Turn the lines below into a numbered list, skipping any blank lines and leaving out the pictures.

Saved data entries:
_____

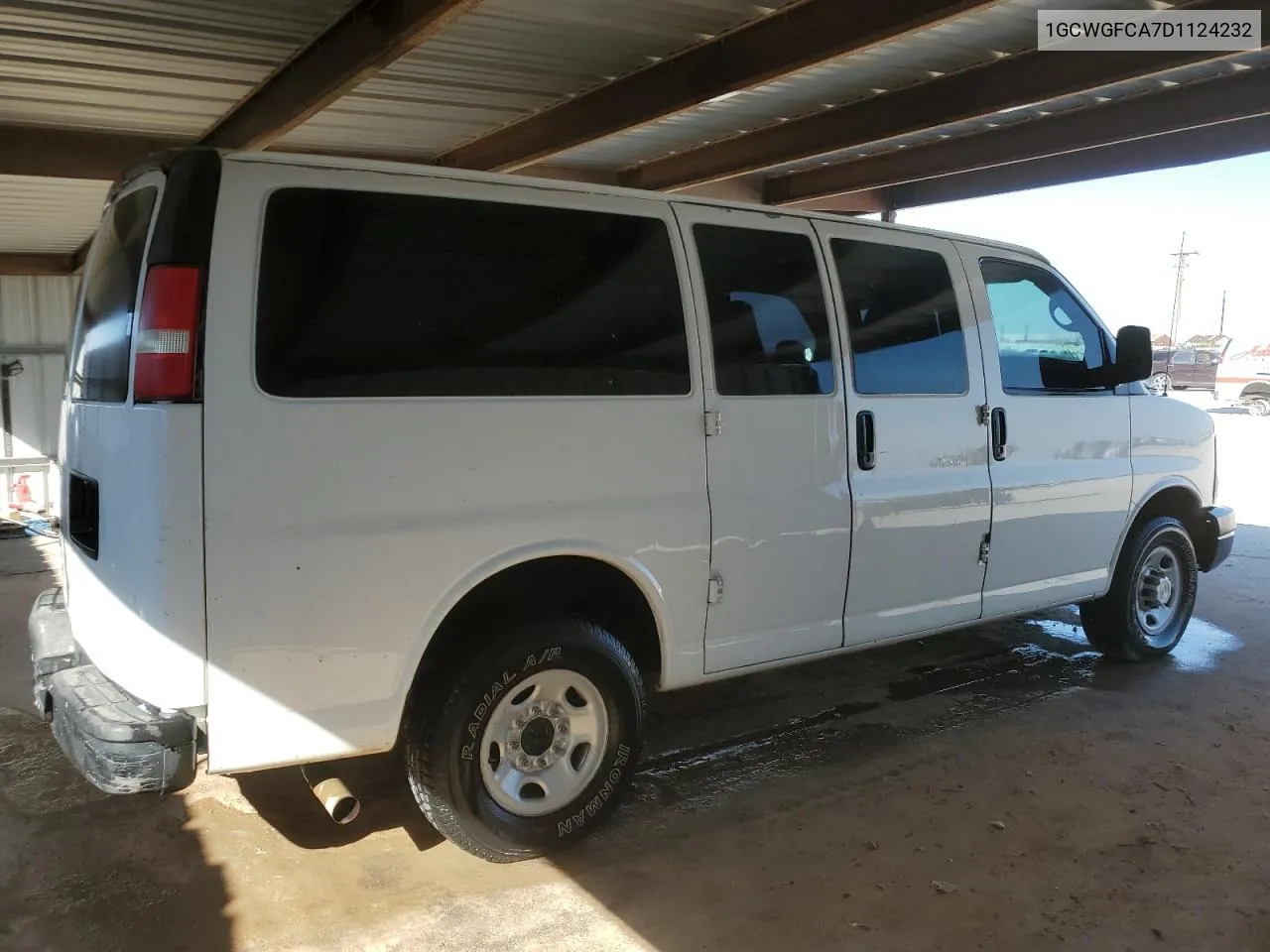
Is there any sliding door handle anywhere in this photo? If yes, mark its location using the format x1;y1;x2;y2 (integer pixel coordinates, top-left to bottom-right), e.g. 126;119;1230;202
856;410;877;470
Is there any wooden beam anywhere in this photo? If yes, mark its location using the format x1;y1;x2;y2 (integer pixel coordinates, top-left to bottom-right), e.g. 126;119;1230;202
622;0;1270;189
0;126;181;181
763;68;1270;204
0;253;75;277
433;0;992;172
202;0;477;149
878;115;1270;208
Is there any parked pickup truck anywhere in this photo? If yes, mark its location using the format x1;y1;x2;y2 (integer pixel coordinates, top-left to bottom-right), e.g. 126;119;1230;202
31;149;1235;861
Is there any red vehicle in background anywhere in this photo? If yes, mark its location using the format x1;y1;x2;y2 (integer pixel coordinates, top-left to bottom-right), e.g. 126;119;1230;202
1147;335;1230;395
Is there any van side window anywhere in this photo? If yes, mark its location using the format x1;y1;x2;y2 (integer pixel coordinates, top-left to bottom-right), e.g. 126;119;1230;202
830;239;970;394
255;187;691;398
979;258;1110;394
69;187;159;404
693;225;833;396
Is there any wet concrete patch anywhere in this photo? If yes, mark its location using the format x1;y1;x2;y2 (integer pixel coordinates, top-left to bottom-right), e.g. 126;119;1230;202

_____

◆ **EXPECTED ANSWER**
1. Is there any sliding door handle anywhere in this photo? If yes, mark its location using the format x1;y1;x2;y2 (integer pixel coordinates, top-left to bottom-right), e.g. 126;119;1230;202
2. 856;410;877;470
3. Is there any wooden beam anywhere in this photo? If yes, mark its location using the format x1;y1;x2;y2 (integer pixel coordinates, top-left to bottom-right), e.g. 126;119;1230;202
4. 622;0;1270;189
5. 0;126;181;181
6. 763;68;1270;204
7. 0;253;75;277
8. 433;0;992;172
9. 202;0;477;149
10. 878;115;1270;208
11. Is there any parked pickup truck anywhere in this photo? If yes, mark its location using the format x1;y1;x2;y2 (integer pixel coordinates, top-left to bottom-right), e.g. 126;119;1230;202
12. 31;149;1235;861
13. Is there any red vehicle in background anywhere in this photo? If yes, mark its location using the format x1;y1;x2;y2 (integer pixel coordinates, top-left to bottom-right), e.g. 126;119;1230;202
14. 1147;335;1230;395
15. Is there any van side window anywhere in this photo? If yes, mark its location using the format x1;y1;x2;y2 (integer pixel coordinates, top-left to bottom-right), e.g. 126;119;1230;202
16. 830;239;970;394
17. 255;187;691;398
18. 979;258;1110;394
19. 69;187;159;404
20. 693;225;833;396
21. Is there any wet concrete patch anywhere in this photo? If yes, mark its location using the format x1;y1;x2;y2 (integer pixel coordinates, top-left to bottom-right), e.g. 126;119;1230;202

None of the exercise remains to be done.